> [WHAT YOU NEED TO DO]:
Without any pictures, restate the full set of records below exactly.
■ ■ ■ ■ ■ ■ ■
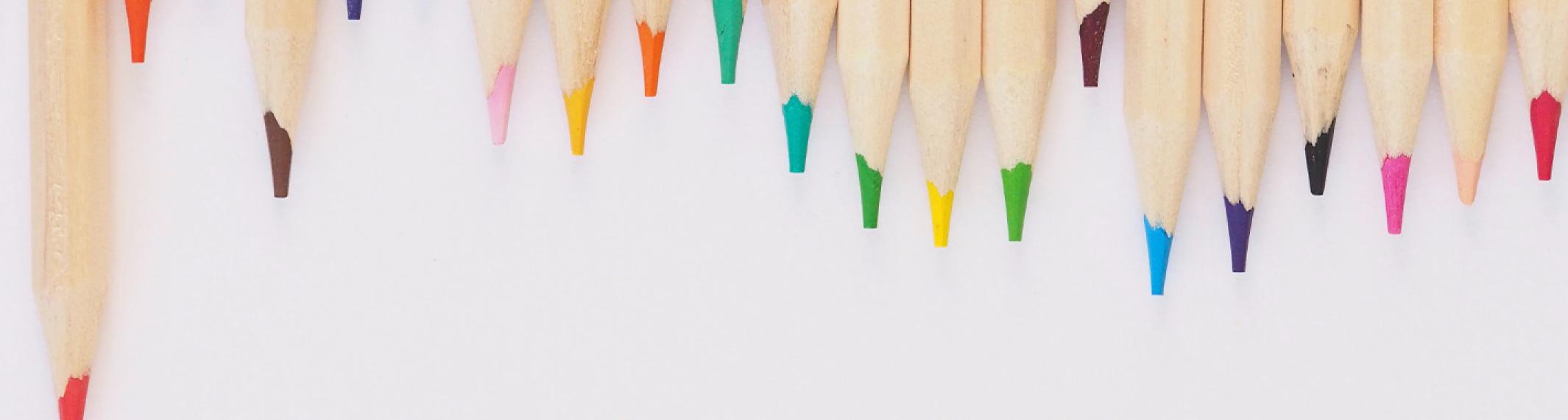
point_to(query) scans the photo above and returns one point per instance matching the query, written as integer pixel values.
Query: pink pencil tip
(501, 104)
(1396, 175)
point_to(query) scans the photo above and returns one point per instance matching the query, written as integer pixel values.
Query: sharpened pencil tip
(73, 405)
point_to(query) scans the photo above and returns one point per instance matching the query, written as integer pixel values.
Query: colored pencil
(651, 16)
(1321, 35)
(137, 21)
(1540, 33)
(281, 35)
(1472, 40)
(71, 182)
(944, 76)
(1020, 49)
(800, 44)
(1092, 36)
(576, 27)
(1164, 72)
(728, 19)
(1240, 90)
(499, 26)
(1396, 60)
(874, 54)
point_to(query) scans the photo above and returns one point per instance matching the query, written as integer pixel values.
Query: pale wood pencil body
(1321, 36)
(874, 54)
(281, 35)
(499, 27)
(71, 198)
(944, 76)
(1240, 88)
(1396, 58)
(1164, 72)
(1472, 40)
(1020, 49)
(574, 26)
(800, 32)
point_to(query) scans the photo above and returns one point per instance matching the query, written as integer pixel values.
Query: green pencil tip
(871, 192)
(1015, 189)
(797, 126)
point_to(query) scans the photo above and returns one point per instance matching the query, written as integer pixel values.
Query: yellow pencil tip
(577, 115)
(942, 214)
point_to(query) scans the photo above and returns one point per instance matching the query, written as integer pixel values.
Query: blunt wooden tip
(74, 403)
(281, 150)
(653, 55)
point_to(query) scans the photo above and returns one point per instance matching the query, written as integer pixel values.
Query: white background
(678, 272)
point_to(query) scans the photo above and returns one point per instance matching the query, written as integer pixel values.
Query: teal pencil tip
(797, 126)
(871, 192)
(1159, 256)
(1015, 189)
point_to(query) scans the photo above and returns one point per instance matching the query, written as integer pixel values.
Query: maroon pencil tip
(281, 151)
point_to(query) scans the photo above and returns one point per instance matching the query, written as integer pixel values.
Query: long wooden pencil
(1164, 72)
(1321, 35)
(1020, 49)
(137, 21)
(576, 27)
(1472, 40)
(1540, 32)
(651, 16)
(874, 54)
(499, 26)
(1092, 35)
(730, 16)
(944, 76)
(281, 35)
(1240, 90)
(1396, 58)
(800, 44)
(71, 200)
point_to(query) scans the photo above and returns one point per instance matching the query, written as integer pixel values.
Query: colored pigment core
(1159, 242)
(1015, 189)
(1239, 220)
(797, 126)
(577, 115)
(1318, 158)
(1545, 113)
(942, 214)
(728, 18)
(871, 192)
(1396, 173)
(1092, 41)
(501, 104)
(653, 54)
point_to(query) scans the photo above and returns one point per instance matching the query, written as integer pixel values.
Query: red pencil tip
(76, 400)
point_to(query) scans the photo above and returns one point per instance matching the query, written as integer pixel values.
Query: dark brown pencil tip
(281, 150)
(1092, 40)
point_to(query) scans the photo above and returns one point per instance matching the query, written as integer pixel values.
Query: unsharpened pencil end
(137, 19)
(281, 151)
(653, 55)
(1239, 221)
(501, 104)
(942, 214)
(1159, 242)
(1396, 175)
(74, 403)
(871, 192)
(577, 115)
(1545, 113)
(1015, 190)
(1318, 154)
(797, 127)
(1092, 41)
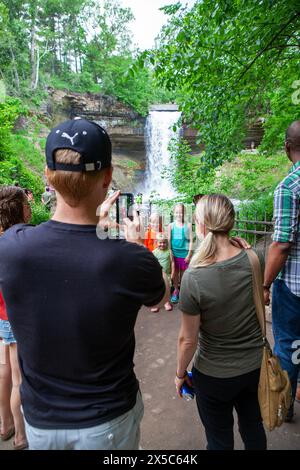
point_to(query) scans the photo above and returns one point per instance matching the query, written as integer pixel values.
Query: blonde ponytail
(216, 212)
■ ■ ■ ■ ■ ■ ■
> [WRITTEN SOLUTION]:
point_to(query) scans the photo above and returns one point per instance matching the query, written as integer pixel values.
Query: pink pencil tip
(501, 104)
(1396, 175)
point_to(query) scans the photo above and returns one point per instance matching the query, written as integer pixel values.
Query: sharpened pencil tip
(73, 405)
point_to(query) scans the photo above and returns one point per instance matching the query, written as integer pixel values.
Query: colored pencil
(651, 16)
(1321, 35)
(137, 21)
(1540, 33)
(281, 35)
(1472, 40)
(71, 182)
(944, 76)
(1020, 49)
(800, 44)
(1092, 36)
(576, 27)
(1164, 72)
(728, 19)
(1240, 90)
(499, 26)
(1396, 60)
(874, 54)
point_to(query) scans the photo above and returns one point per instance matching the query, written as integer pixel values.
Query: pale wood pencil body
(1321, 36)
(874, 54)
(281, 35)
(499, 27)
(71, 198)
(944, 76)
(1240, 88)
(1396, 58)
(1164, 72)
(1472, 40)
(1020, 49)
(574, 26)
(800, 32)
point_to(query) scans the photo above and returns one point per instance matching the query, written as integer pixel values.
Query: green pencil tip
(871, 192)
(1015, 189)
(797, 126)
point_to(query) scans the photo above and returns one point per instance matching the query, written as integer pixel values.
Query: yellow pencil tip
(577, 115)
(942, 214)
point_to(query) scans the photo above and returns one point per instance matching the query, written as integer pixel values.
Query: blunt wooden tip
(74, 403)
(281, 150)
(653, 55)
point_to(query) scans the photo above and returns one point per instance matching the query, written as integer pixel values.
Query: white background
(678, 272)
point_to(query) scans the photo above and returns one point per instance matching the query, written as integer pixel values.
Query: teal pencil tip
(797, 126)
(871, 192)
(1159, 256)
(1015, 189)
point_to(query) scans the photo above and returns one point per instance matching the query, written as integer pixel values.
Query: maroon pencil tip
(281, 151)
point_to(query) scans the photo above and returns one point per instance matching the query, written as integer pixel values.
Query: long wooden pencil
(1164, 72)
(1321, 35)
(1020, 49)
(137, 21)
(576, 27)
(1472, 40)
(1540, 32)
(651, 16)
(874, 54)
(499, 26)
(1092, 35)
(730, 16)
(944, 76)
(281, 35)
(1240, 90)
(1396, 58)
(800, 44)
(71, 200)
point_to(query) scans the photo above and returns one point per instance matching the query, written as integer pixel values.
Query: colored pigment core
(1159, 242)
(1015, 189)
(1239, 220)
(797, 126)
(577, 115)
(1318, 158)
(1545, 113)
(942, 214)
(728, 18)
(871, 192)
(1396, 173)
(1092, 41)
(501, 104)
(653, 54)
point_to(query) scans the photo above and returns one point per instance matching the query, written as integer pixel values.
Query: red pencil tip
(76, 400)
point_to(query) scans the photo above and returns one point per instance matching the query, written as integer pixel values.
Query: dark brown pencil tip
(281, 150)
(1092, 40)
point_to(query) scans the photo above and returns one point per instance matching the query, written as integer pixel values.
Query: unsharpened pencil end
(137, 19)
(281, 151)
(653, 55)
(1239, 221)
(501, 104)
(942, 214)
(1159, 242)
(1396, 175)
(74, 403)
(871, 192)
(577, 115)
(1545, 113)
(1015, 190)
(1318, 154)
(797, 127)
(1092, 41)
point_to(query) scans the photo above and returns one point per instance matching the query, written as integer pixel values.
Query: blonde ponytail
(216, 212)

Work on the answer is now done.